Source text:
我该如何解决用C语言编写的if语句，以使其按预期工作？

Question

In this piece of code for a "contact management system" I am having difficulty in getting the intended output for a line. Basically, during this one part when you are adding a new contact, it asks you to "please enter an apartment #" as shown below:

 if (yes() == 1)
 {
     printf("Please enter the contact's apartment number: ");
     address->apartmentNumber = getInt();
     if (address->apartmentNumber > 0)
     {
     }
     else
     {
        printf("*** INVALID INTEGER *** <Please enter an integer>: ");
        address->apartmentNumber = getInt();
    }
  }
  else
  {
      address->apartmentNumber = 0;
  }

Now, according to my assignment, you're supposed to enter the word (instead of a number, get it?) "bison" which brings up the output:

* INVALID INTEGER * Please enter an integer:

For context, this part works absolutely fine. However, you're then directed to put in the integer "-1200" which should then bring up the prompt

* INVALID APARTMENT NUMBER * Please enter a positive number:

It is this part that I'm having issue in because simply put, I don't know where to put it, whether in the if statement or outside of it. Im not sure, and would kindly like some help with this.

I have attempted to correct the problem my self, but it just gives me double of the Invalid integer output instead of this correct Invalid apartment number statement. Here is my (failed) attempt:

    if (yes() == 1)
    {
        printf("Please enter the contact's apartment number: ");
        address->apartmentNumber = getInt();

        if (address->apartmentNumber > 0)
        {
        }
        else
        {
            printf("*** INVALID INTEGER *** <Please enter an integer>: ");
            address->apartmentNumber = getInt();
        }
        if (address->apartmentNumber < 0)
        {
        }
        else
        {
            printf("*** INVALID APARTMENT NUMBER *** <Please enter a positive number>: ");
            address->apartmentNumber = getInt();       
        }
        else
        {
            address->apartmentNumber = 0;
        }

EDIT: For those who've asked for the code for getInt() and yes(), Here:

getInt()

int getInt(void)
{
    int num;
    char nl;

    scanf("%d%c", &num, &nl);
    while (nl != '\n') {
        clearKeyboard();

        printf("*** INVALID INTEGER *** <Please enter an integer>: ");
        scanf("%d%c", &num, &nl);
    }
    return num;
}

and yes():

int yes(void)
{
    int yesno, flag;
    char c, nl;
    scanf("%c%c", &c, &nl);

    do {
        if (nl != '\n') {
            clearKeyboard();

            printf("*** INVALID ENTRY *** <Only (Y)es or (N)o are acceptable>: ");
            flag = 1;
            scanf("%c%c", &c, &nl);
        }
        else if (c != 'Y' && c != 'y' && c != 'N' && c != 'n') {
            printf("*** INVALID ENTRY *** <Only (Y)es or (N)o are acceptable>: ");
            flag = 1;
            scanf("%c%c", &c, &nl);
        }
        else if (nl == '\n' && (c == 'Y' || c == 'y' || c == 'N' || c == 'n')) 
        {
            flag = 0;
        }
    } while (flag == 1);

    if (c == 'Y' || c == 'y') {
        yesno = 1;
    }
    else {
        yesno = 0;
    }
    return yesno;
}

Answer 1

getInt will take care of non-integer (text and words) input and will reprompt the user to type an integer until he does.

So your code needs to be more like this:

if (yes() == 1)
{
     int validNumber = 0;
     while (validNumber == 0)

Given information:
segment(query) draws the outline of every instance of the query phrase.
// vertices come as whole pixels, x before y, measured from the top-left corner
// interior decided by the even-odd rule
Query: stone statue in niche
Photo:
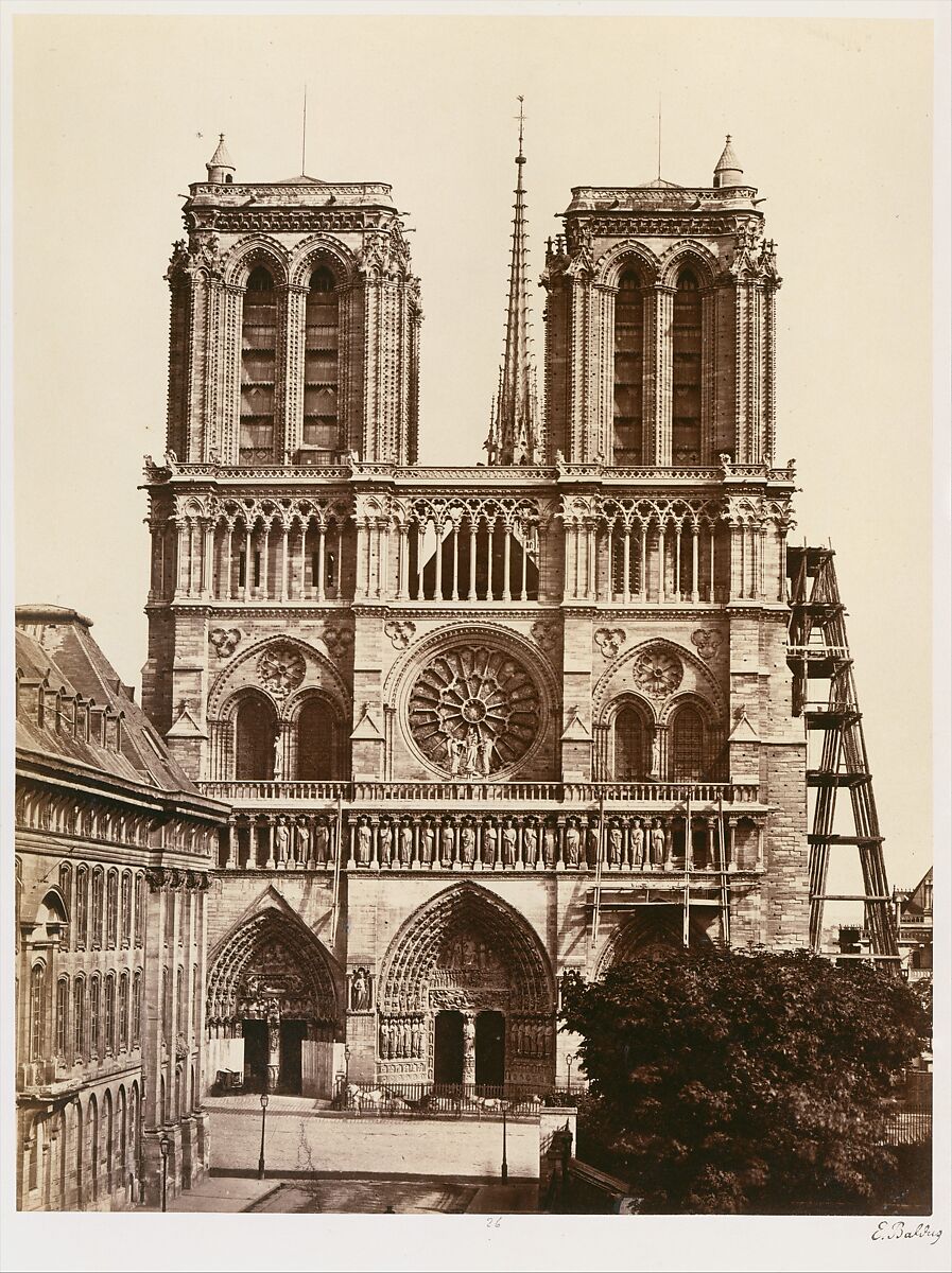
[[[482,861],[487,867],[496,864],[498,841],[499,831],[496,830],[496,824],[490,820],[482,829]]]
[[[318,864],[323,866],[327,861],[327,825],[323,821],[318,822],[314,829],[314,853]]]
[[[503,866],[515,866],[515,827],[508,817],[503,827]]]
[[[424,866],[429,866],[433,862],[433,849],[435,841],[435,833],[433,830],[433,822],[425,822],[423,827],[423,835],[420,836],[420,858]]]
[[[409,867],[414,859],[414,829],[409,822],[400,827],[400,864]]]
[[[664,827],[657,821],[652,826],[652,866],[661,866],[664,862]]]
[[[370,866],[370,827],[367,822],[358,827],[358,866]]]
[[[471,867],[476,858],[476,833],[467,822],[459,835],[461,857],[465,867]]]
[[[279,817],[277,826],[275,827],[275,855],[279,862],[288,861],[288,850],[291,843],[291,834],[288,830],[288,824],[283,817]]]
[[[545,831],[542,833],[542,854],[545,857],[546,866],[550,868],[555,866],[555,847],[556,847],[555,827],[546,826]]]
[[[631,824],[631,858],[636,867],[644,864],[644,830],[639,819]]]
[[[379,844],[381,844],[381,866],[388,867],[389,859],[393,855],[393,827],[389,825],[389,822],[381,824]]]
[[[575,822],[569,822],[565,827],[565,864],[577,867],[579,864],[579,849],[582,836]]]
[[[444,867],[453,864],[453,849],[456,848],[456,834],[452,822],[444,822],[440,831],[440,862]]]
[[[598,862],[598,848],[599,848],[599,845],[598,845],[598,840],[599,840],[598,826],[599,826],[598,819],[596,819],[591,824],[591,826],[588,827],[588,835],[585,836],[585,857],[588,859],[589,867],[592,867],[593,871],[594,871],[596,864]]]
[[[526,854],[526,866],[532,867],[536,864],[536,852],[538,849],[538,831],[532,824],[523,827],[522,831],[522,847]]]
[[[302,866],[307,866],[311,861],[311,829],[308,827],[305,819],[298,820],[298,859]]]
[[[370,976],[365,967],[359,967],[350,980],[350,1007],[354,1012],[370,1011]]]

Task instructions:
1 > Answer these questions from the thread about the C apartment-number check:
(a) What word does the assignment say to enter in place of a number?
(b) Which integer is entered next, the one that should bring up the invalid apartment number prompt?
(c) According to Answer 1, what kind of input does getInt take care of?
2 > Continue the thread about the C apartment-number check, starting right after its final line.

Responses per task:
1 >
(a) "bison"
(b) -1200
(c) Non-integer input (text and words). It reprompts the user to type an integer until he does.

2 >
     {
         printf("Please enter the contact's apartment number: ");
         address->apartmentNumber = getInt();
         if (address->apartmentNumber > 0)
         {
             validNumber = 1;
         }
         else
         {
             printf("* INVALID APARTMENT NUMBER * Please enter a positive number:\n");
         }
     }
}

Answer 2

Your getint() function is horribly fragile. What is to say the user enters a non-integer value only once? When taking input of a specific type, it is generally better to loop continually until you receive valid input (or the user cancels input), and always protect against the of the input not being what you expect (like when a cat steps on the keyboard...)

scanf can be used, if used correctly. This means you are responsible for checking the return of scanf every time . You must handle three conditions

1. (return == EOF) the user canceled input by generating a manual EOF by pressing Ctrl+d (or on windows Ctrl+z , but see CTRL+Z does not generate EOF in Windows 10 (early versions) );
2. (return < expected No. of conversions) a matching or input failure occurred. For a matching failure you must account for every character left in your input buffer. (scan forward in the input buffer reading and discarding characters until a '\\n' or EOF is found); and finally
3. (return == expected No. of conversions) indicating a successful read -- it is then up to you to check whether the input meets any additional criteria (eg positive integer, positive floating-point, within a needed range, etc..).

Putting that to work with your getint() function and passing a character string to be displayed as a user prompt (if not NULL ), you could do something similar to:

int getint (int *value, const char *prompt)
{
    /* loop continually until good input or canceled */
    for (;;) {
        int rtn;        /* variable for return from scanf */
        if (prompt)                     /* if not NULL    */
            fputs (prompt, stdout);     /* display prompt */
        rtn = scanf ("%d", value);      /* attempt read   */

        if (rtn == EOF) {   /* check for manual EOF */
            fputs ("<user canceled input>\n", stderr);
            return 0;
        }
        empty_stdin();  /* all other cases - empty input buffer */
        if (rtn == 1)   /* good input, break */
            break;
        /* otherwise matching failure */
        fputs ("  error: invalid integer input.\n", stderr);
    }
    return *value;  /* value also available through pointer */
}

( note: the value returned from the function is the validation for whether the function succeeded (a return of 1 ) or whether the user canceled with EOF (a return of 0 ), the integer value is made available to the caller through the pointer value )

The helper function empty_stdin() is simply:

void empty_stdin (void)
{
    int c = getchar();
    while (c != '\n' && c != EOF)
        c = getchar();
}

There are many ways to put getint() together to tailor it to your needs, as long as you proper handle all three cases above, you are free to do it any way you like.